Required work:
1. In the account of mental health services, how does the writer describe the psychiatrist seen while at university?
2. Write the next part of the account of mental health services, picking up after its last sentence.

Selected excerpt:
◆ ◆ ◆ ◆ ◆

The first time I was referred to CAMHs I'd say they involved my family too much. My family didn't know enough about my problems and by starting treating me by listening to my family it gave them wrong preconceptions about my problems. This meant I didn't trust them and just refused to engage in the service as I didn't feel listened to.
When I was referred to the Adult Mental Health services at 16/17 all the CPNs I dealt with were very judgemental. *Trigger warning*: They seemed shocked at my levels of self-harming. I don't see how they wouldn't have come across those types of self-harming in their job though. They in fact made me feel worse because it seemed like they felt I was wasting their time because they didn't want to deal with them. Surprisingly enough I didn't stick it out with them.
While at university I got referred straight to a psychiatrist who was very friendly but didn't suggest much help. We mostly chatted about random stuff in our sessions and I kept a lot from her. After some dramatic circumstances I got referred back to my home mental health services who were again judgemental.

◆ ◆ ◆ ◆ ◆

Record excerpts:

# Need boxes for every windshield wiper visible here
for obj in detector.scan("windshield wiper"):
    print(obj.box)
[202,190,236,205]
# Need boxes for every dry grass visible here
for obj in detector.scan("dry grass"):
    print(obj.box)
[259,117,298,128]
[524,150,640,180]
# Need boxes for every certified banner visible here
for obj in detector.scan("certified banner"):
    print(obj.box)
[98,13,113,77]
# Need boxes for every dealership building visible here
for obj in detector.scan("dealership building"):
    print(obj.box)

◆ ◆ ◆ ◆ ◆

Results in order:
1. The psychiatrist was very friendly but didn't suggest much help.

2.
Last summer I got in such a state but was unable to communicate it in the condition I was in. I did something unwise and took some leftover medication from my previous visits to the psychiatrist but it was enough to get me to be able to make it to the doctors. I then got referred to the Crisis Team as I was so erratic. The Crisis Team initially were terrible and kept telling me I was depressed which I clearly wasn't and to take calming drugs that I find to be very addictive. Finally one of them referred me to their psychiatrist and I honestly think that woman saved my life.
My most recent visits to the mental people have all been to see a psychiatrist which I have found to be much more productive. I am very against CPNs because I have never experienced a good one.
I've always been told I can bring people along to appointments but would never have found this useful as none of my family know enough about my problems to be helpful and in that situation would probably be shocked.